### Selected text
Babsa-ay: We, Un-Redefined

HAVING aged at my corner desk that often extends to public consultations, I have found the gall to go public on a matter told in whispers, and which concerns us all.

For one, I owe it to colleagues in government who take their work seriously – and, more so, who report on time – amid the daily grind and occasional bouts with routine. For another, I owe it to the Filipino whose citizenship goes beyond paper and whose inputs are priceless: He who endures the tumultuous traffic to pay his taxes on time. And she who, being the better half, urges him to do so.

I refer to the matter of “people empowerment;” and how, no thanks to very loud people, it seems to have lost meaning, the loudness crowding out intelligence and insight.

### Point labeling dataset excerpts
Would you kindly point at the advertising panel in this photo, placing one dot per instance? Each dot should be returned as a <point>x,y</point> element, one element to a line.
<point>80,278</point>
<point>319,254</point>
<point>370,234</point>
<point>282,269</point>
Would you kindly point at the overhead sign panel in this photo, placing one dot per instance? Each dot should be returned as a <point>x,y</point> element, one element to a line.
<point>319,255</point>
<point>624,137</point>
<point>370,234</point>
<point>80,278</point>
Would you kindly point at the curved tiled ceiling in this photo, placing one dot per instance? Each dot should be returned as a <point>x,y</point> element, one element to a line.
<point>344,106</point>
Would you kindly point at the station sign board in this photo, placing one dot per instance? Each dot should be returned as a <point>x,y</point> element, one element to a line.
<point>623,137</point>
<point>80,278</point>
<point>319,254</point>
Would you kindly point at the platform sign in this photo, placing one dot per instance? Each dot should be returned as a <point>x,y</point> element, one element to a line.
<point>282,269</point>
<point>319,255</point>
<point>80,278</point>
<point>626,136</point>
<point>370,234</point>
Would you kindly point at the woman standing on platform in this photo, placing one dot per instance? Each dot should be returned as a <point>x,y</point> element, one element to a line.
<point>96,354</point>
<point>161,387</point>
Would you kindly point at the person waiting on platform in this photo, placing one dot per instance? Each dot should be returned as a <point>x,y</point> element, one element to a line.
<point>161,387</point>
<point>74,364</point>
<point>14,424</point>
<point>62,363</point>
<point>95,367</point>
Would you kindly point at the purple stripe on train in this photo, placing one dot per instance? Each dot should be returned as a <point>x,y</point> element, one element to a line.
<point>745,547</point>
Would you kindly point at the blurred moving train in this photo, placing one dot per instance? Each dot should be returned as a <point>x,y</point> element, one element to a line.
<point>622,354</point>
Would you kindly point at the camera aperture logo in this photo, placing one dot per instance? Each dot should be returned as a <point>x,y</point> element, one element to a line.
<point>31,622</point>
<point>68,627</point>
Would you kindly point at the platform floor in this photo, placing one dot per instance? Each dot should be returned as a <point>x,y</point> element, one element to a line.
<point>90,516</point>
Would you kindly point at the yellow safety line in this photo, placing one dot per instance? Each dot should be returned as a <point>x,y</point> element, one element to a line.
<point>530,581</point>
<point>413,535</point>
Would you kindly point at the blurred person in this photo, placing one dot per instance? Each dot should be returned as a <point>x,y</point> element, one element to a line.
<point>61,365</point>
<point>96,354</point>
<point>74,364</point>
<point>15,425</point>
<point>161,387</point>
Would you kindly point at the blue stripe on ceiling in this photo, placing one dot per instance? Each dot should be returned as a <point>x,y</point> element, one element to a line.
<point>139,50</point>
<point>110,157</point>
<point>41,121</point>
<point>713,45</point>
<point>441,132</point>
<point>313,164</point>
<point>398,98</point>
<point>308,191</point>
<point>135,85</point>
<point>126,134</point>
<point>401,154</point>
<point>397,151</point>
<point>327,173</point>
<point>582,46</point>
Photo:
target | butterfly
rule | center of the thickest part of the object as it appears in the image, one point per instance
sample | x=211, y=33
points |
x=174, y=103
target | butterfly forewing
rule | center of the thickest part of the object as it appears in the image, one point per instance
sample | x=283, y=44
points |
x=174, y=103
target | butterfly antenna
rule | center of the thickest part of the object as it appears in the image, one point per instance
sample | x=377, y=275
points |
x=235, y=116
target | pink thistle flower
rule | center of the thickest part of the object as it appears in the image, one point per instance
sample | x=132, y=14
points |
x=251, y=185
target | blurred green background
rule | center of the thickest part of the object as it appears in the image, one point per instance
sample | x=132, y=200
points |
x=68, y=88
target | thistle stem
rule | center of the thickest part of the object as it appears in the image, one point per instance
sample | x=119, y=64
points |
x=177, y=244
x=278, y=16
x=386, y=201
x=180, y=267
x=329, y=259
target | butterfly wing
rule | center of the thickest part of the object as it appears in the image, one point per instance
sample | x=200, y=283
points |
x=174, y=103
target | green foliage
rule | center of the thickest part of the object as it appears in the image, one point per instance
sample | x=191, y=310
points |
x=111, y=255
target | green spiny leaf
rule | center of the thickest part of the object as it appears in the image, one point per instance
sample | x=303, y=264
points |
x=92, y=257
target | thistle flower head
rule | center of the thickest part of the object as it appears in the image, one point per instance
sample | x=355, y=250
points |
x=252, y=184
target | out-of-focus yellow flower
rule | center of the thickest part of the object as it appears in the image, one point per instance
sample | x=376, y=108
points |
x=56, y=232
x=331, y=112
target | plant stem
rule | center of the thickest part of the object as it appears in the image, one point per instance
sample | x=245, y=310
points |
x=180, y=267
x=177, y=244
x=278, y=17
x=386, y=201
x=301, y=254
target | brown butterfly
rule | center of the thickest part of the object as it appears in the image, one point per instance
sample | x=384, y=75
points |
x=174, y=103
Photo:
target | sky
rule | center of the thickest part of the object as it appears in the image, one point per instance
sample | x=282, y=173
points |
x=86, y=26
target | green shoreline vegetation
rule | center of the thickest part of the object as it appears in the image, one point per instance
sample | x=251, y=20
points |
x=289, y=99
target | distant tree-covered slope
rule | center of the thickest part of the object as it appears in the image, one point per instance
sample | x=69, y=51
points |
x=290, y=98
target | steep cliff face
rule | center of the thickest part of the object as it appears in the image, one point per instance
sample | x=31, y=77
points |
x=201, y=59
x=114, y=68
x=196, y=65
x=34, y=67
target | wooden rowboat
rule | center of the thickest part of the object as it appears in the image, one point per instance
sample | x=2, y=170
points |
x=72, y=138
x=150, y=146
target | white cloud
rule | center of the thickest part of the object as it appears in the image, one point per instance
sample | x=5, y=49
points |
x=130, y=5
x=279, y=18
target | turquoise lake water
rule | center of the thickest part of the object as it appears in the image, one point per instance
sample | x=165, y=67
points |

### Work instructions
[1] In one to three sentences, explain why the writer of the column on people empowerment decided to go public on the matter.
[2] Please carry on the column on people empowerment, starting right after its last sentence.

### Answers per task
[1] The writer feels a debt to government colleagues who take their work seriously and report on time despite the daily grind. There is also a debt to the Filipino whose citizenship goes beyond paper: the one who endures heavy traffic to pay taxes on time, and the better half who urges him to do so.

[2]
It is not often the case, of course. But for the greater part, its essence seems to have been lost in the growing din, redefined – often in the name of “activism.” People empowerment was now made to mean a clingy, annoying presence marked by bullish behavior. It has been reduced to a war of words – the pro this versus the anti that, the government versus the rebel, the troll versus the other troll, etc.

Among the actors, two stand out: first, the self-appointed “activist” on social media and, second, the “lynch mob activists” in the streets and town hall meetings.

The first goes about foraging for blunders in government and feeds them on his wall, sowing intrigue without thought or fact-check. No amount of explanation suits him, thinking himself too cute and beyond reproach. His word, he insists, is the real alternative in his wall layered with “alternative facts.”

The second is the kind that plays spokesperson and savior to the poor: those who call out government’s excesses while using meager resources to litter the streets. Those who rail against injustices while wheedling others to seize another’s home. Those who demand clean restrooms but refuse to pay taxes, and so on.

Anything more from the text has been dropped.